We may think about Linda Brown, the plaintiff in Brown, a little girl forced to walk miles to a segregated Black school instead of attending the white school down the block. We may remember the famed Norman Rockwell painting featuring 6-year-old Ruby Bridges escorted by U.S. Marshals past a wall splattered with tomatoes and a racial slur. Or we may recall the tumult of busing in the South — Alabama, Mississippi, and Georgia… and even much further north of the Mason-Dixon Line in South Boston, too.

But there is plenty that we have not been taught about Brown, which turned 68 Tuesday, or how it continues to impact us.

We know about Linda Brown and Ruby Bridges. But we don’t know about Pressley Giles, Mary Preyer, Virgil Coleman and Jewel Butler. They were among the 100,000 exceptionally credentialed Black principals and teachers illegally purged from desegregating schools in the wake of Brown.
____
Exercise task 1>
Reproduce the stretch of the Brown passage from "We may think" through "to impact us." word for word.
Exercise task 2>
Which Black educators does the Brown passage name as being among those purged from desegregating schools?
The rows after this passage aren't needed for anything here.
____
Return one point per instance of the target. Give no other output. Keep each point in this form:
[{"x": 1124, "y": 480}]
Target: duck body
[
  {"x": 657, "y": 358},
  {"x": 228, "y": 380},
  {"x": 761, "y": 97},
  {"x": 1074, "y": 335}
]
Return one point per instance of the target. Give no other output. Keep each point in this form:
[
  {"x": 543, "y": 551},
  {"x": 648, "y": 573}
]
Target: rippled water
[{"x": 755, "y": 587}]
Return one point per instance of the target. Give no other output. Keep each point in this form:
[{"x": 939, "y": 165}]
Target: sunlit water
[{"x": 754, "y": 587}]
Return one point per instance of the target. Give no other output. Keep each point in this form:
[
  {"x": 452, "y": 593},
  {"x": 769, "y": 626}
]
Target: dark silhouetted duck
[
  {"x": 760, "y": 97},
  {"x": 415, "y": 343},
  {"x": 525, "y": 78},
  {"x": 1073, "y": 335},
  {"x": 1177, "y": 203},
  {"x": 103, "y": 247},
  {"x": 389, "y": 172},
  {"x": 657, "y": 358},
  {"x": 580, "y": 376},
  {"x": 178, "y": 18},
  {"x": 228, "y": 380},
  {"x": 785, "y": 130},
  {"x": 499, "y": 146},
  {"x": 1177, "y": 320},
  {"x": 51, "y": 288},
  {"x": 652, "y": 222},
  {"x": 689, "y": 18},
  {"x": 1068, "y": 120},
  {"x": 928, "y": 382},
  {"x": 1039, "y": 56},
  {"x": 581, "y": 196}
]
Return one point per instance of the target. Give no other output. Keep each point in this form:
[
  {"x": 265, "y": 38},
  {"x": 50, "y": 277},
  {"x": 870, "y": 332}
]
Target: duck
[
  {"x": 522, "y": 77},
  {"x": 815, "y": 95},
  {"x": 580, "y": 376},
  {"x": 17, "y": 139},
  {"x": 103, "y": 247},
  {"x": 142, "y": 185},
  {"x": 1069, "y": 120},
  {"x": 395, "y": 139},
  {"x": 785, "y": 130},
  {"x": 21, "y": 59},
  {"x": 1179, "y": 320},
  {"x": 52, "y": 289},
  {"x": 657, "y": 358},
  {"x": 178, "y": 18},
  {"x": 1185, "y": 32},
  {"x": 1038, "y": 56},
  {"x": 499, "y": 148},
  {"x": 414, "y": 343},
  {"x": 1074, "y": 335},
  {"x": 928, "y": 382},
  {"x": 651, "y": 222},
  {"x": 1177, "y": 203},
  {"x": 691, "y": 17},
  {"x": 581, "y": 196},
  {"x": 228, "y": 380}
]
____
Complete response 1>
We may think about Linda Brown, the plaintiff in Brown, a little girl forced to walk miles to a segregated Black school instead of attending the white school down the block. We may remember the famed Norman Rockwell painting featuring 6-year-old Ruby Bridges escorted by U.S. Marshals past a wall splattered with tomatoes and a racial slur. Or we may recall the tumult of busing in the South — Alabama, Mississippi, and Georgia… and even much further north of the Mason-Dixon Line in South Boston, too.

But there is plenty that we have not been taught about Brown, which turned 68 Tuesday, or how it continues to impact us.

Complete response 2>
Pressley Giles, Mary Preyer, Virgil Coleman, Jewel Butler